▸ **What the task requires**: Give the listing again word for word. Skip the pictures.
++++ Exercise materials ++++
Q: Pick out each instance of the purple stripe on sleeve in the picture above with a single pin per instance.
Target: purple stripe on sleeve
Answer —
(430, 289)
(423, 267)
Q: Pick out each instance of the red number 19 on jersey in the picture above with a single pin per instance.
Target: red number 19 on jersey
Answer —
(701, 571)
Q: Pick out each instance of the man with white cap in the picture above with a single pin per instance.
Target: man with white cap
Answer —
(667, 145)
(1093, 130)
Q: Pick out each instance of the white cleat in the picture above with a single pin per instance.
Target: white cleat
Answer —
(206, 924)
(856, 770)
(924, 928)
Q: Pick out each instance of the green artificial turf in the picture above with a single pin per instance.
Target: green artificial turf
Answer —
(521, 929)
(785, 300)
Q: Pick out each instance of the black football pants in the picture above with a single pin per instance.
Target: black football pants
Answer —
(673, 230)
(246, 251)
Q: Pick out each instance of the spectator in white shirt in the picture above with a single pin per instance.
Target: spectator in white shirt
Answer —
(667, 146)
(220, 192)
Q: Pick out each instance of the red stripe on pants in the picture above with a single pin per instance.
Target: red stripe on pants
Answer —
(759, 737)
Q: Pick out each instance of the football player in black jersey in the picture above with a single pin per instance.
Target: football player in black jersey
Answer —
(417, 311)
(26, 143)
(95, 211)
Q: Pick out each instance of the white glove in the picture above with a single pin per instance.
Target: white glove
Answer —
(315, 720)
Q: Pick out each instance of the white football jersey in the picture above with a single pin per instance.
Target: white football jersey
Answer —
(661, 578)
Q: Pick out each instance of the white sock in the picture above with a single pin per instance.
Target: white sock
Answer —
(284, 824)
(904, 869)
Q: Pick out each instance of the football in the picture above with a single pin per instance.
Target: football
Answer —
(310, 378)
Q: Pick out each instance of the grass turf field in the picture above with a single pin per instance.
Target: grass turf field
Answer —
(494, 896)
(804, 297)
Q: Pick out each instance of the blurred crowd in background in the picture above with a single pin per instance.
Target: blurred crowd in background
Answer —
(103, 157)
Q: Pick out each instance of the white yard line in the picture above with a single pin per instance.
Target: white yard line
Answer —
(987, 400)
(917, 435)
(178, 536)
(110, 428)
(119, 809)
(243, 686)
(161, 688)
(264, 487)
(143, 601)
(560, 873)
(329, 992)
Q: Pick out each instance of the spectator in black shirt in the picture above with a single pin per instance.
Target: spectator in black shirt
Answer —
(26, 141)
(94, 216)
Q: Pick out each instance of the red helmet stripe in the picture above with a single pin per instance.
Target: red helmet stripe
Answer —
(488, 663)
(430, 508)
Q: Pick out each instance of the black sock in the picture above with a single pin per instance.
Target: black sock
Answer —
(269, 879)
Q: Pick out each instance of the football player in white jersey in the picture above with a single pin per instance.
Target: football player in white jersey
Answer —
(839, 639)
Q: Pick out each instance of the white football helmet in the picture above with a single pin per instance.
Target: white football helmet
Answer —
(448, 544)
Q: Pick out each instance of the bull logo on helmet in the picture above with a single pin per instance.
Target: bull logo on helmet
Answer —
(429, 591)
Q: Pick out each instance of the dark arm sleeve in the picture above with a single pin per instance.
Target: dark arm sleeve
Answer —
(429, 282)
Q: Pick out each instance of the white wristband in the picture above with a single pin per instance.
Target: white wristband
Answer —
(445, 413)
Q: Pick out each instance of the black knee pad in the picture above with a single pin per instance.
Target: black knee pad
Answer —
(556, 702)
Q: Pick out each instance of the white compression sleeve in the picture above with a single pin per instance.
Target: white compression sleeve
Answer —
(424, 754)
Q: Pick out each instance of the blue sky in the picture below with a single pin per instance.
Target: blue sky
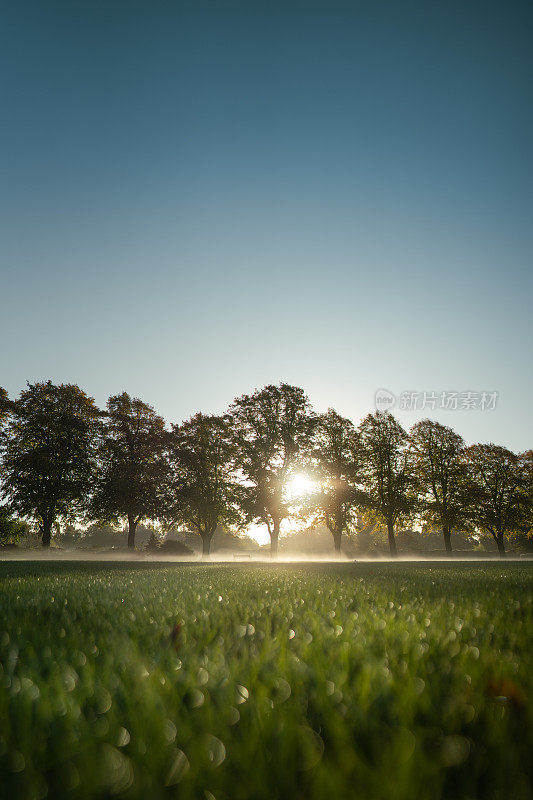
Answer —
(198, 198)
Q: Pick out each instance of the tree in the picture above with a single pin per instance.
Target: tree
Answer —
(271, 430)
(387, 470)
(440, 475)
(497, 479)
(132, 465)
(49, 453)
(11, 528)
(203, 490)
(4, 415)
(336, 462)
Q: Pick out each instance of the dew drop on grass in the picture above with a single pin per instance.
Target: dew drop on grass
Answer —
(216, 751)
(202, 677)
(123, 737)
(103, 701)
(241, 694)
(116, 770)
(170, 730)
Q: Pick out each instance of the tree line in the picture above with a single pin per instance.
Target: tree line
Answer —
(61, 458)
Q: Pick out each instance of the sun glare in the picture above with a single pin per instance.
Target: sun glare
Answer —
(298, 485)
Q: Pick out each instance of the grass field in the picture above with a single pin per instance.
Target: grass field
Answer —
(242, 682)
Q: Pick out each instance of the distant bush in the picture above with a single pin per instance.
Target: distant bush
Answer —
(169, 547)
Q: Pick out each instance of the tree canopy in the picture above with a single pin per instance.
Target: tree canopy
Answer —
(132, 464)
(440, 475)
(272, 430)
(203, 492)
(49, 455)
(388, 474)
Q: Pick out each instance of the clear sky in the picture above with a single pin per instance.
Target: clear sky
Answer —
(198, 198)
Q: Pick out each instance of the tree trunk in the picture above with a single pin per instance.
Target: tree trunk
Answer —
(447, 539)
(392, 540)
(206, 544)
(501, 545)
(46, 531)
(274, 537)
(132, 527)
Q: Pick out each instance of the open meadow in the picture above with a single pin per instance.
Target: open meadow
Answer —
(391, 680)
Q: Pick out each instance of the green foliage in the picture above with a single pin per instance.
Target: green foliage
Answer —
(335, 463)
(497, 481)
(394, 681)
(49, 453)
(440, 475)
(203, 490)
(388, 470)
(132, 466)
(272, 431)
(11, 528)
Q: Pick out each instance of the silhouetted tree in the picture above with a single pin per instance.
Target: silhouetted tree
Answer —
(11, 528)
(497, 479)
(272, 430)
(440, 475)
(335, 464)
(132, 464)
(49, 453)
(4, 412)
(387, 470)
(203, 490)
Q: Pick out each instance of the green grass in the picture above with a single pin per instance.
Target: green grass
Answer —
(399, 681)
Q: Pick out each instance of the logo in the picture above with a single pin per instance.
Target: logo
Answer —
(384, 400)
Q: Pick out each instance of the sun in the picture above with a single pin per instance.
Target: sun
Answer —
(299, 485)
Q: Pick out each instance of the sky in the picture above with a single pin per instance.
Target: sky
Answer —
(200, 198)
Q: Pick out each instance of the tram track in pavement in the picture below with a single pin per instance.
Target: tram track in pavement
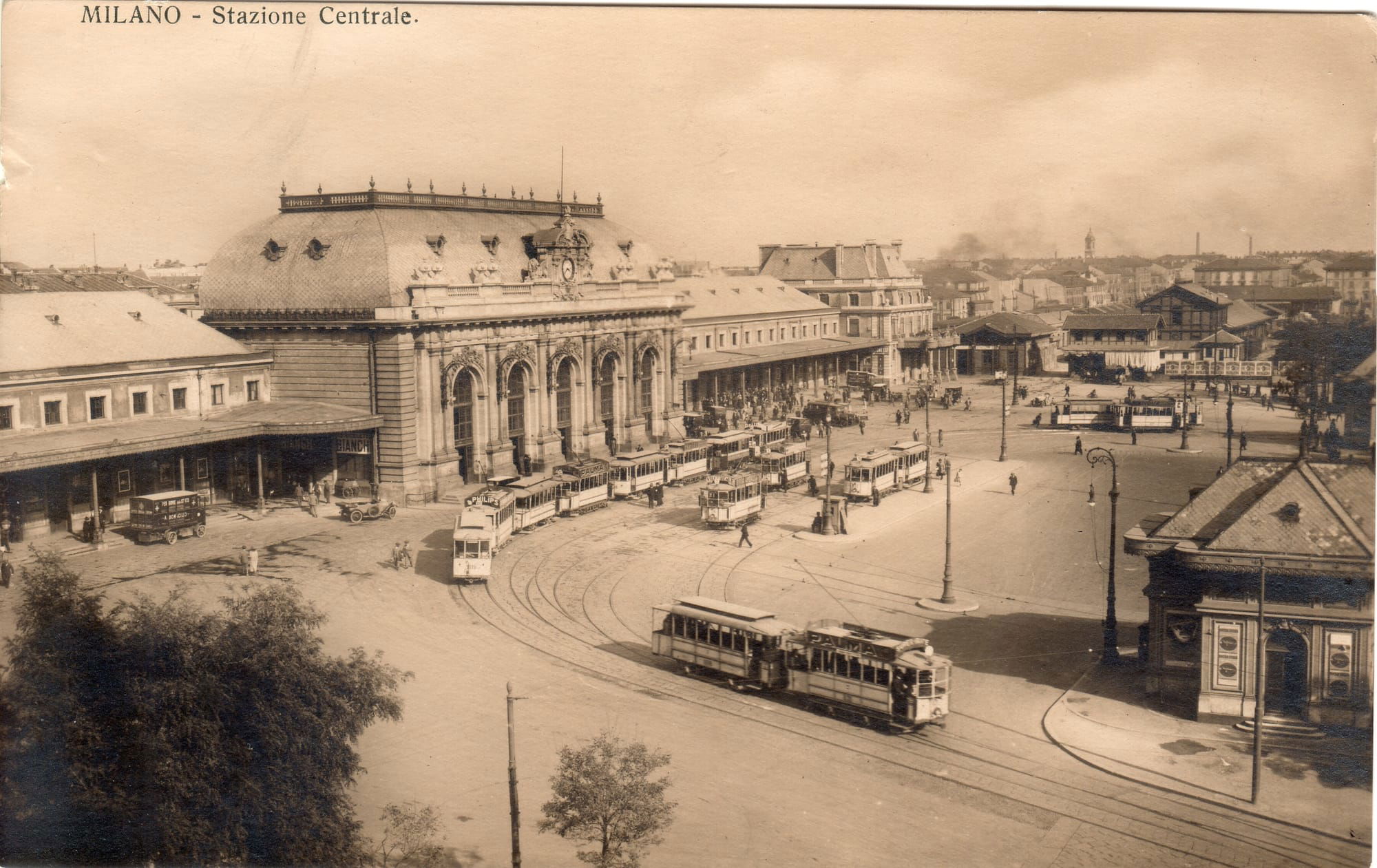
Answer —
(587, 646)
++++
▸ **Response box**:
Q: Pick out each instance of the purple stripe on sleeve in the picture above with a single pin per instance.
Target: purple stripe on sleeve
Answer —
(430, 289)
(423, 267)
Q: Pick out each instance of the red number 19 on jersey in the picture above with a single pin per instance.
Target: red number 19 on jersey
Answer —
(701, 571)
Q: Pick out each instance of the man with white cap in the picture above with a single pin per instance.
Target: man with white cap
Answer —
(667, 145)
(1093, 130)
Q: Pick out each instance of the white cleat in the picture above with a single pin per instance.
Target: white cleat
Answer —
(206, 924)
(856, 770)
(924, 928)
Q: Pick out each instance of the green artificial turf in the picture above with a single pin per instance.
Target: green artificial turf
Answer —
(521, 929)
(785, 300)
Q: Pick out each instance of the black football pants in the picture above with a single pin per instance.
Target: black football pants
Answer —
(673, 230)
(246, 251)
Q: Pick out each instance of the spectator in white shirt in the picture above with a single pin per instance.
Target: spectator in white shirt
Answer —
(667, 146)
(220, 192)
Q: Pick out each instance of the red stripe on pants in the picture above with a single pin per instance.
Target: red stripe on pants
Answer —
(759, 737)
Q: Pick out each instance of the football player in black jersey in the picture above with a single pin per instance.
Target: football player in black jersey
Answer —
(417, 311)
(26, 143)
(95, 211)
Q: Pick out each instance of the white glove in the picture above with a single pin per instance.
Target: white glove
Answer —
(315, 720)
Q: Pick out each instance of the white football jersey in the picture above with a single pin per instance.
Target: white football jersey
Answer —
(661, 578)
Q: Pick out each instance of the white sock in the picture above with a single pin per instance.
Target: white sock
Answer —
(284, 824)
(904, 869)
Q: Pick out each instance of the football in the picture above with a single pin per instance.
Target: football
Answer —
(310, 378)
Q: Pick out each instance of the grass turf field in the picture above with a single pin per instance.
Target: grass turf field
Answer —
(494, 896)
(804, 297)
Q: Pick out each instance of the blurred crowd in background in the picture above with a single pin per instance.
Target: blurred crowd in background
Answer —
(103, 157)
Q: Pick out each instance of the white yard line in the picture above with a single pin per instance.
Target: white yard line
Answer —
(987, 400)
(917, 435)
(178, 536)
(110, 428)
(119, 809)
(243, 686)
(161, 688)
(264, 487)
(143, 601)
(560, 873)
(329, 992)
Q: Pick out each instance of the spectator in black shirt in the picture above with a single pin per instance.
Target: spectator in black shirt
Answer —
(26, 141)
(94, 216)
Q: Pick out each instance of the red helmet stripe in the picture above with a single pin per instance.
Target: red helmet stripe
Answer —
(488, 663)
(430, 508)
Q: Pick out each instance of the black sock in the picture above with a single pin per instance.
Target: black sock
Answer —
(269, 879)
Q: Pick out each instance of the football player in white jersey in the picture above with a single pin per instance.
Target: football player in white jersey
Answer —
(839, 639)
Q: Pick out each instance of the white football helmet in the picture above with a single pin per instance.
Target: white football helmet
Answer —
(448, 544)
Q: Pick out each instance of the bull logo on helmet in the picture above with a single pin per instance.
Target: bull logo on helmet
Answer —
(429, 591)
Q: Pick out each instance of the dark arm sleeve in the picture above with a single pin per instance.
Target: dark arm sleeve
Answer —
(429, 282)
Q: Pick out each instance of the white wristband in the picture above with a single pin per instance.
Target: white wristband
Answer —
(445, 413)
Q: Pick out each instance of the black knee pad in the picture above with a single pin per instance.
Target: black knee pad
Answer —
(556, 702)
Q: Pick out each instance of the white compression sleeve in the picture above with a single pin per instance.
Target: white compression sleeve
Answer —
(424, 754)
Q: Pick out each instance of the blue sky in the picture below with a single pin per instance.
Target: blue sky
Answer —
(198, 198)
Q: Pick out each instance of the tree in the picture above with a single pin per instance.
Target: tree
Answer —
(271, 430)
(387, 470)
(440, 475)
(497, 479)
(132, 465)
(49, 453)
(11, 528)
(203, 490)
(4, 415)
(336, 462)
Q: Pick out each instance of the dew drop on grass in the picture above with a single pin per instance.
Target: dew drop on grass
Answer —
(216, 751)
(202, 677)
(123, 737)
(103, 701)
(241, 694)
(116, 770)
(170, 730)
Q: Pick out each instance of the tree line in the picture above with a single pin per instance.
Target: tree line
Answer —
(61, 458)
Q: Pick out each instance of the sun glare in the picture above with a single pin per instance.
Target: sun glare
Answer —
(298, 485)
Q: Pick out each instance of the grass field in the picture above with a single pin per instance.
Target: grass field
Answer —
(242, 682)
Q: Pick out each instance of the distant bush in the picture above with a single pin per instance.
Target: distant bush
Answer —
(169, 547)
Q: Pick out each instance of the tree canopy in the picture above with a single pin per instance.
Target: tree canopy
Answer —
(132, 464)
(440, 475)
(272, 430)
(203, 492)
(49, 455)
(388, 474)
Q: Pick out each instance of the clear sky in the picture above with a single pin per instance.
Target: clear sky
Answer —
(198, 198)
Q: Pick out each instance of the tree trunk in the picture above with a single pin per instance.
Target: tree trunk
Answer —
(447, 539)
(392, 540)
(206, 544)
(501, 545)
(46, 531)
(274, 537)
(132, 527)
Q: Pick out each instance of the open meadow in the picture above with a single pin per instance.
Target: open meadow
Answer —
(391, 680)
Q: Pick out each instance of the green foliage in the picture above with a single pin per instance.
Target: green foliage
Answer —
(335, 463)
(497, 481)
(394, 681)
(49, 453)
(440, 475)
(203, 490)
(388, 470)
(132, 466)
(272, 431)
(11, 528)
Q: Pick out each instance of the silhouetted tree in the picture above with a single pin per instance.
Target: silhouetted tree
Answer —
(11, 528)
(497, 479)
(272, 430)
(440, 475)
(335, 464)
(132, 464)
(49, 453)
(4, 412)
(387, 470)
(203, 490)
Q: Pick out each instance of the green grass in the picture above with a single pin per instance.
Target: green grass
Answer —
(399, 681)
Q: Pick out each instance of the logo in the picture above with a single pin per instance.
Target: logo
Answer —
(384, 400)
Q: Pick out each instance of the sun in the picture above with a single pin per instance.
Target: sun
Answer —
(299, 485)
Q: Pick out each instance of the sky in the picture above with a single pin per instance.
Target: sky
Answer —
(200, 198)
Q: Pick out each instance of the tram track in pavement in the picture below with a single pin per instance.
Target: tram track in pavement
Answer —
(587, 646)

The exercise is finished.